Starting at the line below that has "For this drill the class indicates the flower" and stopping at the end of the records, write every line out again, shifting each coordinate in the answers up by 150.

* **Data shown**
-=-=-=-=-

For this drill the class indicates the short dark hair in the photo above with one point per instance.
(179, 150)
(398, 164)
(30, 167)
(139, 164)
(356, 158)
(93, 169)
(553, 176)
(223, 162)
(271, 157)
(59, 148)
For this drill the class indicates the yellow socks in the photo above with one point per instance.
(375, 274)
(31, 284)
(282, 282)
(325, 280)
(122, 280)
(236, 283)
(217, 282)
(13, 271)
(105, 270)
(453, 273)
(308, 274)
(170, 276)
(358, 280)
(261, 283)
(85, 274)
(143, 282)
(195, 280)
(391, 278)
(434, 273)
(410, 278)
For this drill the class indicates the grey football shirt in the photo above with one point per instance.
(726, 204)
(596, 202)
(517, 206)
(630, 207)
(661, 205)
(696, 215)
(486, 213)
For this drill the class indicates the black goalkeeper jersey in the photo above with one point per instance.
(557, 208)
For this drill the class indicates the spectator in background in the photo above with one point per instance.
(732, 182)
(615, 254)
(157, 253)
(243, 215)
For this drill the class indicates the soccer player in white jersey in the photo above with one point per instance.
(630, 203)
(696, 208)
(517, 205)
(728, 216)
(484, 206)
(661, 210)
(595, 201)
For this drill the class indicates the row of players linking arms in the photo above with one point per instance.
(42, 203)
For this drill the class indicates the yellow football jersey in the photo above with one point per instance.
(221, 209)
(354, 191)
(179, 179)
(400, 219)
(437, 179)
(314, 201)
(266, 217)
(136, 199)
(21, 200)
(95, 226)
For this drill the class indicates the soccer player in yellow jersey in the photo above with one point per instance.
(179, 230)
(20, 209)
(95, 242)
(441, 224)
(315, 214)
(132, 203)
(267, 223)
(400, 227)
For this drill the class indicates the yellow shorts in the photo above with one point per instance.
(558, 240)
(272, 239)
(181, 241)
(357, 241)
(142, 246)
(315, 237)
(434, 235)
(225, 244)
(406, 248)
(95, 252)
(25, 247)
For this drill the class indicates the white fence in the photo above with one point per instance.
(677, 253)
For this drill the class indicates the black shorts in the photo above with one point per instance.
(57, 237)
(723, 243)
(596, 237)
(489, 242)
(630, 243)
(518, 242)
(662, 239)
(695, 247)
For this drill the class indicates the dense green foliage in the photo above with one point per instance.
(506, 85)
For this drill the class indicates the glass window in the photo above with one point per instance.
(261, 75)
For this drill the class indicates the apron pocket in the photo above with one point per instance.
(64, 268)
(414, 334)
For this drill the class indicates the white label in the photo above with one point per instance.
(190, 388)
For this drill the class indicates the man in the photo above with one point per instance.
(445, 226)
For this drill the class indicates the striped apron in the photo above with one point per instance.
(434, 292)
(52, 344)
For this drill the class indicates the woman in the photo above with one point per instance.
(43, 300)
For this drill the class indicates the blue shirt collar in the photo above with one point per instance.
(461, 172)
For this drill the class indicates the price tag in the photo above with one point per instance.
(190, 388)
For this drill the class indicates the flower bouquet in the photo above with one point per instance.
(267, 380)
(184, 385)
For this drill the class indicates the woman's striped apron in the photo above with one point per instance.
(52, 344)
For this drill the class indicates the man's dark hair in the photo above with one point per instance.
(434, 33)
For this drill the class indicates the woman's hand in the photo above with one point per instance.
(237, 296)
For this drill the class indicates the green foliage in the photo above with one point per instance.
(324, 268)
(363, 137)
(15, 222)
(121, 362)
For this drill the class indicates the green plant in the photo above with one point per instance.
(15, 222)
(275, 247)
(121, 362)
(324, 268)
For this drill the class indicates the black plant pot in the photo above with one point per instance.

-=-=-=-=-

* **In response**
For this drill the class indicates the flower bouquet in the photo above with one point per instance.
(417, 530)
(334, 535)
For this drill the class indicates the woman's striped apron in the photo above with one point per instance.
(202, 494)
For this drill the class indicates the man's dark hair in the photo above with one point per instance.
(584, 183)
For this drill the class indicates the woman's hand in the photo above with one point per instance.
(387, 446)
For this drill the class indicates the green foliage in the photo above with one point per instance.
(474, 418)
(513, 287)
(165, 372)
(271, 512)
For this drill the class indicates the green plant in the photo above with one point per instance.
(165, 372)
(425, 397)
(271, 512)
(474, 418)
For this drill the class indicates the black plant pot in the photo above with one point per instance.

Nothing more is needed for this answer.